# Set exercise:
Report each line in the rows below that contains the word "shirt", copying every such line in full.

>> start Data for this exercise

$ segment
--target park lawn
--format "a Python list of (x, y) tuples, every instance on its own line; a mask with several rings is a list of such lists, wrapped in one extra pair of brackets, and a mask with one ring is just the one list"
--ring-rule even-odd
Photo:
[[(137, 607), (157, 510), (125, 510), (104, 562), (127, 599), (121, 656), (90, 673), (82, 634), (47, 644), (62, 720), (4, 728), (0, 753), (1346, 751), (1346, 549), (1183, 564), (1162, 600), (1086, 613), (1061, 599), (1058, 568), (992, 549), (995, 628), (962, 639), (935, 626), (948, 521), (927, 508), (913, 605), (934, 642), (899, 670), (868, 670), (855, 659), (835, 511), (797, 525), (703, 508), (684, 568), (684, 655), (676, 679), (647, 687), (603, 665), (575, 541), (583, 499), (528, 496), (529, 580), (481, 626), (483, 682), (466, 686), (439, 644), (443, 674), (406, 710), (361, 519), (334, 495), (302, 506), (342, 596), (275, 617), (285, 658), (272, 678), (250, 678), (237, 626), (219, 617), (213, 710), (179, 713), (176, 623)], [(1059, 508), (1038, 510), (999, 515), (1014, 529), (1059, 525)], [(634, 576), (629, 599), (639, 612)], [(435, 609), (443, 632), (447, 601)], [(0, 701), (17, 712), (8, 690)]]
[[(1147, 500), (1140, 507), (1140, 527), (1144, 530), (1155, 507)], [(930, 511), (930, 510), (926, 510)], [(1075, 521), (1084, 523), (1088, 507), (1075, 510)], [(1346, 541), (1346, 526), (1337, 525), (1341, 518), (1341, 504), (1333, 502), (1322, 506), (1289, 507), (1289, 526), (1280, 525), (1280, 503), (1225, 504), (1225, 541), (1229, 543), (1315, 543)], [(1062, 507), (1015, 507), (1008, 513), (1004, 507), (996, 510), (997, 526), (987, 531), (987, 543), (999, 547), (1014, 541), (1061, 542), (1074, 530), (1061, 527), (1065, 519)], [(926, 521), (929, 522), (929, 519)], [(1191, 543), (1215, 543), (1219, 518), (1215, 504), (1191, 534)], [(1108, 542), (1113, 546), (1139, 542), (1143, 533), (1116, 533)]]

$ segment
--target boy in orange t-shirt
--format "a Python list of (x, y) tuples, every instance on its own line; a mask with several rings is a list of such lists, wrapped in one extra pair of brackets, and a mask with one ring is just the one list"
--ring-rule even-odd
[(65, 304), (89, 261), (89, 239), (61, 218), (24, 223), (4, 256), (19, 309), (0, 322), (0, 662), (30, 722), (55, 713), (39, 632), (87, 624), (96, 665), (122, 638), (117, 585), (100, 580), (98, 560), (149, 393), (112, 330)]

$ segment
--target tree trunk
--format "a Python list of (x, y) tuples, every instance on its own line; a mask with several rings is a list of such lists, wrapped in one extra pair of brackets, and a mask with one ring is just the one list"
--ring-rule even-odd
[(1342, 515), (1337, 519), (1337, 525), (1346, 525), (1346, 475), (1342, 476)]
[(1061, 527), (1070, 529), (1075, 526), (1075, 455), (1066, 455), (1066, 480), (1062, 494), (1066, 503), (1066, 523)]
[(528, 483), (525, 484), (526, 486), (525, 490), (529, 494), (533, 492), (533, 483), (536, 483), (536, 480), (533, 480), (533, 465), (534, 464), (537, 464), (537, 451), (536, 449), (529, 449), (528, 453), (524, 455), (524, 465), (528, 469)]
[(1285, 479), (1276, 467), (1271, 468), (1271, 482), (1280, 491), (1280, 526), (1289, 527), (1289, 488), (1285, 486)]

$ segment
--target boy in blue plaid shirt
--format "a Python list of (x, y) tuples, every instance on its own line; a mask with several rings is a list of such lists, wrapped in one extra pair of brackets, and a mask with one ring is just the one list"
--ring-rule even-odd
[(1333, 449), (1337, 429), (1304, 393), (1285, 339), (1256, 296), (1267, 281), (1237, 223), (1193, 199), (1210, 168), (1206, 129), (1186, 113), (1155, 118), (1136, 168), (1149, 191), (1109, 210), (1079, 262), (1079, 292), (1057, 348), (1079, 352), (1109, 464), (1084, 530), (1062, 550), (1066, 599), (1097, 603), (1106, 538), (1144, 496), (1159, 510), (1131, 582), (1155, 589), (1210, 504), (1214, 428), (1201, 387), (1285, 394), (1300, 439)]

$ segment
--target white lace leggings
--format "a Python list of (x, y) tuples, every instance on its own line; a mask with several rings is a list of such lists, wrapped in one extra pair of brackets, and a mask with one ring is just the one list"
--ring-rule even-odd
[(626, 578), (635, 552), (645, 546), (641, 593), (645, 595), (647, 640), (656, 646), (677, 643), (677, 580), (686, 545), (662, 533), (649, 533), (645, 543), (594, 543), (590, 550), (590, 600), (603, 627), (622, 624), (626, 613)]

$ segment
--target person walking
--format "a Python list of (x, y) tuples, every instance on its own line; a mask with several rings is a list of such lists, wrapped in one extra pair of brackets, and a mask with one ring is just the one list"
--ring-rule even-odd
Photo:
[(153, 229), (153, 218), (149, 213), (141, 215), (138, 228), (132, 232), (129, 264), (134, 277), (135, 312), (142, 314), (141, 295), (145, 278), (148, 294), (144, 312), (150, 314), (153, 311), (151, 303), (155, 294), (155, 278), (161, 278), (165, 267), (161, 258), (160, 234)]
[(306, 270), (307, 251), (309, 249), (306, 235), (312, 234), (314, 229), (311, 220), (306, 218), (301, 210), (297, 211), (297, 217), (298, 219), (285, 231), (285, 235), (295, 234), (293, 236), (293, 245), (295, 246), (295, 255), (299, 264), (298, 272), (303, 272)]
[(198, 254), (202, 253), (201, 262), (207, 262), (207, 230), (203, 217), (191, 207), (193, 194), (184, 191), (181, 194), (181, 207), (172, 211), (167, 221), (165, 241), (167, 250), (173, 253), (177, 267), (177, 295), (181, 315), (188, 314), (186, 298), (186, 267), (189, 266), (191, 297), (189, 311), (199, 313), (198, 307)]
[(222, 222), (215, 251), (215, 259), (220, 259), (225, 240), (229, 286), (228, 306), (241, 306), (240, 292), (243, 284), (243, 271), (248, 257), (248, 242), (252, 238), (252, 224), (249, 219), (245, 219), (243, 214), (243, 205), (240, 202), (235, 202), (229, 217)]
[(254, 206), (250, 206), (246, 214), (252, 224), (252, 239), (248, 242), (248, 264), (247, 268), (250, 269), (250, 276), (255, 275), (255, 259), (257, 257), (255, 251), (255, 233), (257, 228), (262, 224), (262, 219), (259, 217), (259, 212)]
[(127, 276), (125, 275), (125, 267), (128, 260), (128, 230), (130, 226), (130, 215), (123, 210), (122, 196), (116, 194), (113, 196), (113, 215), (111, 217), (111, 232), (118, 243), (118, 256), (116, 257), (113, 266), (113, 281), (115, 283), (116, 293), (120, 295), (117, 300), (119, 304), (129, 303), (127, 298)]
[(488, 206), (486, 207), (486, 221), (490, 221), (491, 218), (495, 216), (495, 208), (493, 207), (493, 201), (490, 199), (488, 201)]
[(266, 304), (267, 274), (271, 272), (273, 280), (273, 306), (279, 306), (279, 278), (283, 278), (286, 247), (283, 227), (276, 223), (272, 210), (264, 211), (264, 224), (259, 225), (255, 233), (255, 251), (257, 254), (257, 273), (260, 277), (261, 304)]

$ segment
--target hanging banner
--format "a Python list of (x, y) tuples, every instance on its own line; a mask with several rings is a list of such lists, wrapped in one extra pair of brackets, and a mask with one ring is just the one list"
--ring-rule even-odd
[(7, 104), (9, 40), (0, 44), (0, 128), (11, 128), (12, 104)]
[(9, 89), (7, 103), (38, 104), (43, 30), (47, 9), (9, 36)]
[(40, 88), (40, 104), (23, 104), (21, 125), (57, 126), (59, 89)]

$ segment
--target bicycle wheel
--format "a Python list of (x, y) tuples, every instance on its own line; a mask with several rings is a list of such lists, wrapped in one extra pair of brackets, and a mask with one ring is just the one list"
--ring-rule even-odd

>> end Data for this exercise

# Solution to the exercise:
--target boy in orange t-shirt
--target boy in blue plaid shirt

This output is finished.